■ **Goal**
Reproduce the data below in full, replacing every instance of "inspects" with "examines" and keeping all other text identical.

• • •

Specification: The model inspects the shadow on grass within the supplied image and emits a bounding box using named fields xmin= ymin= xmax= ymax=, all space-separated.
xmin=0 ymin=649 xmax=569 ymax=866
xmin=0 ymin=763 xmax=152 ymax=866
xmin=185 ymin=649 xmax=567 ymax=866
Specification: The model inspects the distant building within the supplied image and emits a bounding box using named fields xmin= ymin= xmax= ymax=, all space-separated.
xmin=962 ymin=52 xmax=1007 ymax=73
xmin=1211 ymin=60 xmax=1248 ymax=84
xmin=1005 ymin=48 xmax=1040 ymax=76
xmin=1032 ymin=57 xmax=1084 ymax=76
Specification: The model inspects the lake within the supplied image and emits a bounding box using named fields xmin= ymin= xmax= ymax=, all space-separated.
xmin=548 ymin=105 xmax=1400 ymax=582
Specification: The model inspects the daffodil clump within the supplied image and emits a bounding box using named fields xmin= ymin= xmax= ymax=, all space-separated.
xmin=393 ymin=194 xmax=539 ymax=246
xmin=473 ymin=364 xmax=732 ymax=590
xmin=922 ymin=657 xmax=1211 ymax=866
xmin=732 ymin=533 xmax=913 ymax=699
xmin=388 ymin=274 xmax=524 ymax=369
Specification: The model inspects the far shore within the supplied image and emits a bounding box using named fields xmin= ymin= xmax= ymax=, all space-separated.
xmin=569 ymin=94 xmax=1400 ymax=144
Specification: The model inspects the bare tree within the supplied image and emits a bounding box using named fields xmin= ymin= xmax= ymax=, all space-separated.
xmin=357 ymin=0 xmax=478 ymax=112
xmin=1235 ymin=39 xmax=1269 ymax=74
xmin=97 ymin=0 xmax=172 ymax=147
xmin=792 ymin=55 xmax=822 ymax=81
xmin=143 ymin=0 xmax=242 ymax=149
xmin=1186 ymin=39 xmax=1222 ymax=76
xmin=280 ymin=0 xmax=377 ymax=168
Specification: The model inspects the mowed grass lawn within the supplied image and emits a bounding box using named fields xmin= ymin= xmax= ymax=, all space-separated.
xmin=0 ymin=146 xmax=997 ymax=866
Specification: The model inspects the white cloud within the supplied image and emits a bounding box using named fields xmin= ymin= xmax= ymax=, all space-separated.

• • •

■ **The output**
Specification: The model examines the shadow on grass within the supplied image and emits a bounding box using named fields xmin= ymin= xmax= ymax=, all space-separated.
xmin=0 ymin=649 xmax=569 ymax=866
xmin=0 ymin=763 xmax=152 ymax=866
xmin=185 ymin=649 xmax=567 ymax=866
Specification: The model examines the distant building within the supplied image and emits a bounding box using named fields xmin= ymin= xmax= ymax=, all space-separated.
xmin=962 ymin=52 xmax=1007 ymax=73
xmin=1211 ymin=60 xmax=1248 ymax=84
xmin=1005 ymin=48 xmax=1040 ymax=76
xmin=1032 ymin=57 xmax=1084 ymax=76
Specification: The model examines the lake within the supplied image and emits a bounding box using named fields xmin= ymin= xmax= ymax=, all space-separated.
xmin=548 ymin=105 xmax=1400 ymax=582
Specification: The model examines the daffodil clump within the supplied image and emits a bounding box using named fields xmin= ymin= xmax= ymax=, all space-separated.
xmin=393 ymin=194 xmax=539 ymax=246
xmin=473 ymin=364 xmax=732 ymax=590
xmin=922 ymin=657 xmax=1211 ymax=866
xmin=732 ymin=533 xmax=913 ymax=699
xmin=388 ymin=274 xmax=524 ymax=369
Specification: The model examines the far shore within the supplied image and emits a bounding box using named fields xmin= ymin= xmax= ymax=, all space-separated.
xmin=569 ymin=94 xmax=1400 ymax=144
Specification: The model examines the bare tree within the supplied image and emits a bounding box using named fields xmin= ymin= xmax= ymax=, all space-separated.
xmin=357 ymin=0 xmax=478 ymax=112
xmin=1235 ymin=39 xmax=1269 ymax=74
xmin=97 ymin=0 xmax=172 ymax=147
xmin=792 ymin=55 xmax=822 ymax=81
xmin=143 ymin=0 xmax=242 ymax=149
xmin=1186 ymin=39 xmax=1222 ymax=76
xmin=280 ymin=0 xmax=377 ymax=168
Specification: The model examines the mowed grass lawn within the supplied image and emits a bounding box using named fields xmin= ymin= xmax= ymax=, all space-separated.
xmin=0 ymin=146 xmax=997 ymax=866
Specification: The model examines the white cloud within the supplied image and emits a bounding box using named fields xmin= ymin= xmax= ymax=, all space-separated.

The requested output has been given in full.